¿Puedes presentar todos estos registros como un CSV de dos columnas, enunciado y respuesta, con una fila por registro? Cada texto y su respuesta deben ir en un solo campo entre comillas, con los saltos de línea convertidos en espacios.

:: Registros proporcionados

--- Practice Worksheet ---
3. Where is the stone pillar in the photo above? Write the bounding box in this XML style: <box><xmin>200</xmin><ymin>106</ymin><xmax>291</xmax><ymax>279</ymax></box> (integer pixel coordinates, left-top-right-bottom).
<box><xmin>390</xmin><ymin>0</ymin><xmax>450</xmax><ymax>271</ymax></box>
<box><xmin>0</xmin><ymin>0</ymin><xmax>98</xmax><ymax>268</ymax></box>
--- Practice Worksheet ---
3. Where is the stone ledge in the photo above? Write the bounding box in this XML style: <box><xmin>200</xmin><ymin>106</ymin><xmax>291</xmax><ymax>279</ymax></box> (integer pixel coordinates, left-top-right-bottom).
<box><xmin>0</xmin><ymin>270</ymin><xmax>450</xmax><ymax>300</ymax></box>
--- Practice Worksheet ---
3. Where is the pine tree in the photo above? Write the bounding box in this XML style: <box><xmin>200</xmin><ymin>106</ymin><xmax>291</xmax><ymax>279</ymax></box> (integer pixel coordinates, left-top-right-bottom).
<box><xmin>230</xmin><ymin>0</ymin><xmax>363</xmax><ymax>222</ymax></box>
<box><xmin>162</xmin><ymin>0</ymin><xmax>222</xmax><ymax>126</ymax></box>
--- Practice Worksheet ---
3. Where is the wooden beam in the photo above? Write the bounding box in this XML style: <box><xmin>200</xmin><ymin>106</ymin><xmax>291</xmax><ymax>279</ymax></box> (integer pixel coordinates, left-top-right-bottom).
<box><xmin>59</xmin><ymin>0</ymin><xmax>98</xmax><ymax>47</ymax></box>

::::

- Solución del ejercicio:
enunciado,respuesta
"--- Practice Worksheet --- 3. Where is the stone pillar in the photo above? Write the bounding box in this XML style: <box><xmin>200</xmin><ymin>106</ymin><xmax>291</xmax><ymax>279</ymax></box> (integer pixel coordinates, left-top-right-bottom).","<box><xmin>390</xmin><ymin>0</ymin><xmax>450</xmax><ymax>271</ymax></box> <box><xmin>0</xmin><ymin>0</ymin><xmax>98</xmax><ymax>268</ymax></box>"
"--- Practice Worksheet --- 3. Where is the stone ledge in the photo above? Write the bounding box in this XML style: <box><xmin>200</xmin><ymin>106</ymin><xmax>291</xmax><ymax>279</ymax></box> (integer pixel coordinates, left-top-right-bottom).","<box><xmin>0</xmin><ymin>270</ymin><xmax>450</xmax><ymax>300</ymax></box>"
"--- Practice Worksheet --- 3. Where is the pine tree in the photo above? Write the bounding box in this XML style: <box><xmin>200</xmin><ymin>106</ymin><xmax>291</xmax><ymax>279</ymax></box> (integer pixel coordinates, left-top-right-bottom).","<box><xmin>230</xmin><ymin>0</ymin><xmax>363</xmax><ymax>222</ymax></box> <box><xmin>162</xmin><ymin>0</ymin><xmax>222</xmax><ymax>126</ymax></box>"
"--- Practice Worksheet --- 3. Where is the wooden beam in the photo above? Write the bounding box in this XML style: <box><xmin>200</xmin><ymin>106</ymin><xmax>291</xmax><ymax>279</ymax></box> (integer pixel coordinates, left-top-right-bottom).","<box><xmin>59</xmin><ymin>0</ymin><xmax>98</xmax><ymax>47</ymax></box>"